Transcribe the entries that follow, word for word.

Start of Source material

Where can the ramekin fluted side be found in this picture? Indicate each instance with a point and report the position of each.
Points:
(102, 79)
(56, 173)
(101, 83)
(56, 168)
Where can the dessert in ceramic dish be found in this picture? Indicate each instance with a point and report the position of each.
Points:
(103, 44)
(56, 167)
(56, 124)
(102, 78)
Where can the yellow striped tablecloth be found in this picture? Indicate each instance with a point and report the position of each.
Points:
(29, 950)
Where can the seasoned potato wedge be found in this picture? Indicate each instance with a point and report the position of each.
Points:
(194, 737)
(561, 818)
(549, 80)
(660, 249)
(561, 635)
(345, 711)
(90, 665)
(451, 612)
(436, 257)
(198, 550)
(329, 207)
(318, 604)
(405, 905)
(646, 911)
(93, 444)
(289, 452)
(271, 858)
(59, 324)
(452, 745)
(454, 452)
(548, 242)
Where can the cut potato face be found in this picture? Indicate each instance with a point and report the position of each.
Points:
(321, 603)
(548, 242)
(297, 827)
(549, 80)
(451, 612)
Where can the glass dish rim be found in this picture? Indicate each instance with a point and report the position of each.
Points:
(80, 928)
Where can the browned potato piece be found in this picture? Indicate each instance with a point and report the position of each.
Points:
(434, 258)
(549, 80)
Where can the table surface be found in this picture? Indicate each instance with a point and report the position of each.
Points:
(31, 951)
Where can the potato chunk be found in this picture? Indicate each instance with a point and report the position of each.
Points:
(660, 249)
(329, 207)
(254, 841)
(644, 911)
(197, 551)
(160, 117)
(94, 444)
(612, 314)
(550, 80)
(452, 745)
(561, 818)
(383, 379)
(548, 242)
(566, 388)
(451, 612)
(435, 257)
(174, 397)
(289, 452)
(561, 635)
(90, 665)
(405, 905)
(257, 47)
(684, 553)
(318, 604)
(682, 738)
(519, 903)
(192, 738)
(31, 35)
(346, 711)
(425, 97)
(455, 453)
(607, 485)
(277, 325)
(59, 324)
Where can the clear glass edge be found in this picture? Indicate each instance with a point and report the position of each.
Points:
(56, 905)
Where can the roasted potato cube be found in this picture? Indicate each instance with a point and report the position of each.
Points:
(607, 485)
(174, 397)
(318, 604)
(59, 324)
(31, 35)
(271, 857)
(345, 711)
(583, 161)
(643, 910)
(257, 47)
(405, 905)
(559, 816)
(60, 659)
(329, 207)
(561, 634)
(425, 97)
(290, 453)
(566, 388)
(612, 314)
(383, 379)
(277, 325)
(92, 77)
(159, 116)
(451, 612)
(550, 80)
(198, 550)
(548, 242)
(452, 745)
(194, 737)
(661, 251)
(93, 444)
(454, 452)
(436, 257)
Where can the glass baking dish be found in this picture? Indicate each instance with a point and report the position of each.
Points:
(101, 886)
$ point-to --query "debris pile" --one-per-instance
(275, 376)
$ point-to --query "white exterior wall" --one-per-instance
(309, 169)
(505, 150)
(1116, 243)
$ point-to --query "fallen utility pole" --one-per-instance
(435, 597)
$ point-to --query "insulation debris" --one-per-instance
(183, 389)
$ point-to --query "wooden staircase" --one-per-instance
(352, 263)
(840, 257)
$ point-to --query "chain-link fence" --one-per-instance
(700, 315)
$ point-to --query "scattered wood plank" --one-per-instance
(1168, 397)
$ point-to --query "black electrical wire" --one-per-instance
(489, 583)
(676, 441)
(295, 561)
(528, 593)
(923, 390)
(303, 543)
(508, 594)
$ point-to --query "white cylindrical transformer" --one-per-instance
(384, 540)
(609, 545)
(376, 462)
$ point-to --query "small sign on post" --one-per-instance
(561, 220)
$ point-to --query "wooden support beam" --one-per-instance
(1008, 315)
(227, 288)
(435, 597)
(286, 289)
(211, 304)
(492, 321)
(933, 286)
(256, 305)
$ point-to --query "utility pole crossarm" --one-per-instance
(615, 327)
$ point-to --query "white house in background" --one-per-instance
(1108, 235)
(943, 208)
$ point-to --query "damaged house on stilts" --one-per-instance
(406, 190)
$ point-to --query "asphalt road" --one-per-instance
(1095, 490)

End of Source material

§ Written response
Where can the ramekin fluted side be found in this picture? Indicate each instance with a point and report the position of each.
Points:
(102, 79)
(56, 173)
(101, 83)
(56, 168)
Where can the dessert in ceramic dish be found in this picture? Indicate each instance with a point and report the position of each.
Points:
(103, 44)
(56, 167)
(56, 124)
(102, 78)
Where can the yellow striped tablecloth be found in this picture? Indicate each instance with a point and report the position of each.
Points:
(29, 950)
Where can the seasoned potato wedge be found in this picture? Indicate each instance with a point and report the position of each.
Points:
(194, 737)
(561, 818)
(549, 80)
(660, 249)
(561, 635)
(345, 711)
(90, 665)
(451, 612)
(436, 257)
(198, 550)
(329, 207)
(318, 604)
(405, 905)
(646, 911)
(93, 444)
(289, 452)
(271, 858)
(59, 324)
(452, 745)
(454, 452)
(548, 242)
Where can the cut potato face be found in this picture? Indicate each instance with a point and report the position of each.
Points:
(321, 603)
(548, 242)
(297, 827)
(549, 80)
(451, 612)
Where can the glass dish rim be found in this picture? Indicate each instance with a point and report the position of each.
Points:
(80, 928)
Where can the browned potato piece be found in this picture? Indicate each instance with a point and report the position of each.
Points:
(434, 258)
(549, 80)
Where can the table surface be found in this picture? Indicate each instance with a point and report the position of each.
Points:
(31, 951)
Where can the potato chunk be found in this picture? Indicate each instance with a point and report the position of each.
Points:
(660, 249)
(329, 207)
(254, 841)
(644, 911)
(197, 551)
(160, 117)
(94, 444)
(612, 314)
(550, 80)
(452, 745)
(561, 818)
(383, 379)
(548, 242)
(566, 388)
(451, 612)
(435, 257)
(174, 397)
(289, 452)
(561, 635)
(90, 665)
(405, 905)
(257, 47)
(684, 553)
(318, 604)
(682, 738)
(519, 903)
(192, 738)
(31, 35)
(346, 711)
(425, 97)
(455, 453)
(607, 485)
(277, 325)
(59, 324)
Where can the clear glass edge be found in this picture? Indicate each instance with a point and report the position of each.
Points:
(56, 905)
Where can the roasted potato cube be found in this picture? Indicate each instance with a point and report the position of each.
Points:
(607, 485)
(174, 397)
(318, 604)
(59, 324)
(31, 35)
(271, 857)
(345, 711)
(583, 161)
(643, 910)
(257, 47)
(405, 905)
(559, 816)
(60, 659)
(329, 207)
(561, 634)
(425, 97)
(290, 453)
(566, 388)
(612, 314)
(383, 379)
(277, 325)
(92, 77)
(159, 116)
(451, 612)
(550, 80)
(198, 550)
(548, 242)
(452, 745)
(194, 737)
(661, 251)
(93, 444)
(454, 452)
(436, 257)
Where can the glass baking dish be found in this picture? Indicate each instance with a point and report the position of each.
Points:
(101, 886)
$ point-to --query "debris pile" --one-per-instance
(275, 376)
$ point-to --query "white exterior wall" --one-per-instance
(309, 169)
(505, 150)
(1116, 243)
$ point-to --query "fallen utility pole" --one-per-instance
(435, 597)
$ point-to --query "insulation debris" --one-per-instance
(183, 389)
$ point-to --query "wooden staircase" --one-per-instance
(352, 263)
(840, 257)
$ point-to --query "chain-link fence" --one-per-instance
(700, 315)
$ point-to --query "scattered wood plank" --one-per-instance
(1168, 397)
$ point-to --query "black electrical wire" --one-per-instance
(489, 583)
(676, 441)
(295, 561)
(528, 593)
(923, 390)
(303, 543)
(508, 594)
$ point-to --query "white cylindrical transformer" --one-per-instance
(384, 540)
(609, 545)
(376, 462)
$ point-to --query "small sign on post" --one-per-instance
(561, 220)
$ point-to --query "wooden support beam" --one-per-instance
(1008, 315)
(227, 288)
(435, 597)
(286, 289)
(211, 304)
(492, 321)
(933, 286)
(256, 305)
$ point-to --query "utility pole crossarm" --one-per-instance
(615, 327)
$ point-to --query "white house in background" --one-per-instance
(1108, 235)
(943, 208)
$ point-to --query "damaged house on stilts" --one-per-instance
(406, 190)
$ point-to --query "asphalt road" --one-per-instance
(1095, 490)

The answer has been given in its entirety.